- EXTRACTED ENTRIES -
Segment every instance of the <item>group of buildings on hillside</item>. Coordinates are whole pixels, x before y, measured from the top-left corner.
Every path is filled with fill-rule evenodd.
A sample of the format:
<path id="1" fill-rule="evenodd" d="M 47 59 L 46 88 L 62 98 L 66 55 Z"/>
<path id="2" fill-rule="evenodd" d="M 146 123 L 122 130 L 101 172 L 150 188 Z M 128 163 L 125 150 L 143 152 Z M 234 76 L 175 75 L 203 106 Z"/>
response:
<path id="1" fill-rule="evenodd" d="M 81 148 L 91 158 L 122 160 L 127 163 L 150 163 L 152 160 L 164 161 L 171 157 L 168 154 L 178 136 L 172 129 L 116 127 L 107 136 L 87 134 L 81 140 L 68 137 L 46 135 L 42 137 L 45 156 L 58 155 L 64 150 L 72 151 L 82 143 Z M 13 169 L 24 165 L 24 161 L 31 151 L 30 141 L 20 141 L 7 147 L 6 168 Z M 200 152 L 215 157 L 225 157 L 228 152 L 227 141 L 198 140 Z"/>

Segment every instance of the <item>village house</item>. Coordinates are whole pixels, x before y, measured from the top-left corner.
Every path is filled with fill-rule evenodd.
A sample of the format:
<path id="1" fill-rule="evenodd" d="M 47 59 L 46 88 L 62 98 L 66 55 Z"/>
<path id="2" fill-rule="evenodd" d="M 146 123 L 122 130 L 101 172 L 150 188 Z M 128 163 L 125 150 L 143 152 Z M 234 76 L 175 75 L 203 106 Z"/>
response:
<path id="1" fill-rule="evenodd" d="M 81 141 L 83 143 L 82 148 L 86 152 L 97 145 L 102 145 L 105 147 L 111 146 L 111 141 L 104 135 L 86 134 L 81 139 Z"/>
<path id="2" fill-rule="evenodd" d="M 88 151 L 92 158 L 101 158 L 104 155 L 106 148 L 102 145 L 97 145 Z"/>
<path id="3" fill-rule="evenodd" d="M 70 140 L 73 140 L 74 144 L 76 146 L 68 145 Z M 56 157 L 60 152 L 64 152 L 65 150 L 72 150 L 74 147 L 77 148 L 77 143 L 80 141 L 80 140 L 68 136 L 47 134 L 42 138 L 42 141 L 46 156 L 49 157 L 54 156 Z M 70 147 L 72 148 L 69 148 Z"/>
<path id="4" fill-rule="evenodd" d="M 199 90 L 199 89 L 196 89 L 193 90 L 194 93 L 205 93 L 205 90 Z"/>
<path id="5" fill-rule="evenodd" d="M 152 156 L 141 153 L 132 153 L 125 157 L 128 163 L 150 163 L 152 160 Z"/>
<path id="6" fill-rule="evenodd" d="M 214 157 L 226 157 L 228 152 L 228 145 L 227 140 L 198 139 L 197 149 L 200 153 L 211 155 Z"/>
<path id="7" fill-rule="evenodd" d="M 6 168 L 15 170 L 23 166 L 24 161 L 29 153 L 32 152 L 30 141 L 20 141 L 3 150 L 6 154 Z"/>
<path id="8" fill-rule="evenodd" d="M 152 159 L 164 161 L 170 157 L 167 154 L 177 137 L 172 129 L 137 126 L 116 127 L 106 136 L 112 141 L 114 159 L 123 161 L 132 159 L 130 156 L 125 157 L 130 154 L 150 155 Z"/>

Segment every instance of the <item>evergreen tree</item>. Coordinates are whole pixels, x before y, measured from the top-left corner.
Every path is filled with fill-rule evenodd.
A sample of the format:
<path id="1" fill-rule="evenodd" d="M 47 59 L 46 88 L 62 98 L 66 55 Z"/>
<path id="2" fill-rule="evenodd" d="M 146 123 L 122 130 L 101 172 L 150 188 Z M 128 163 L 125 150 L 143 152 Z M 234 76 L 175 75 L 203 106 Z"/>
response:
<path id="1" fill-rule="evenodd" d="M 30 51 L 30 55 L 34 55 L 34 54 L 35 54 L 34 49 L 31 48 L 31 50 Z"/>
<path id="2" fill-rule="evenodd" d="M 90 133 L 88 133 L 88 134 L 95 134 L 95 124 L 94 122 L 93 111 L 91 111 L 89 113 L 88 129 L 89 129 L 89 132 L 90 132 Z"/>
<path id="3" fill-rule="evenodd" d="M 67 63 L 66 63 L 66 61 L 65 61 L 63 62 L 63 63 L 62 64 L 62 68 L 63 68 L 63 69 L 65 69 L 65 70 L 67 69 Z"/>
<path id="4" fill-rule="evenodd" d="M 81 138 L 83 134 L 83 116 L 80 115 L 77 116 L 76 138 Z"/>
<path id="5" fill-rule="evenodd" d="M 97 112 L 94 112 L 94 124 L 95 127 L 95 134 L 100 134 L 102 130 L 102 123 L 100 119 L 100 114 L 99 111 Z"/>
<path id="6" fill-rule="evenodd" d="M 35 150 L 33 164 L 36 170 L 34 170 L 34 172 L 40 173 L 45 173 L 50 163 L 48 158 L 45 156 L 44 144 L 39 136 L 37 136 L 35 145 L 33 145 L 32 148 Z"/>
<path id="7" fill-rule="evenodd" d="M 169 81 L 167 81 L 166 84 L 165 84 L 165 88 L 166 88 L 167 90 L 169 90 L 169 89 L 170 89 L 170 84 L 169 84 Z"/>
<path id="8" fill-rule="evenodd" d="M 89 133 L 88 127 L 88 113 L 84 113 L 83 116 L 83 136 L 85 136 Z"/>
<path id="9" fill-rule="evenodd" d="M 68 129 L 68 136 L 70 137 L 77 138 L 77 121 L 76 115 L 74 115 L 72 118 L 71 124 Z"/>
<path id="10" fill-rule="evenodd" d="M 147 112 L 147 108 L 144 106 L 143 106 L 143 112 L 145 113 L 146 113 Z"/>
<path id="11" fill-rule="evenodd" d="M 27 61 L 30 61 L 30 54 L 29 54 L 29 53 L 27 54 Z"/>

- YOUR TASK -
Copy the listing verbatim, from its first line through the line containing "81 148 L 91", including both of those lines.

- REPLY -
Segment every instance of the <item>group of buildings on hillside</item>. Coordinates are whole pixels, x before y, measured from the top-left corner.
Every path is filled with fill-rule evenodd.
A sample of the format:
<path id="1" fill-rule="evenodd" d="M 47 59 L 46 88 L 62 98 L 66 55 Z"/>
<path id="2" fill-rule="evenodd" d="M 146 123 L 122 130 L 101 172 L 150 188 Z M 128 163 L 125 150 L 143 152 Z M 234 76 L 175 75 L 203 106 Z"/>
response:
<path id="1" fill-rule="evenodd" d="M 81 148 L 91 158 L 122 160 L 127 163 L 150 163 L 152 160 L 164 161 L 171 157 L 168 154 L 178 136 L 172 129 L 116 127 L 107 136 L 87 134 L 81 140 L 68 137 L 46 135 L 42 137 L 45 156 L 58 155 L 64 150 L 72 151 L 82 143 Z M 13 169 L 24 165 L 24 161 L 31 151 L 30 141 L 20 141 L 7 147 L 6 168 Z M 200 152 L 215 157 L 225 157 L 228 152 L 227 141 L 198 140 Z"/>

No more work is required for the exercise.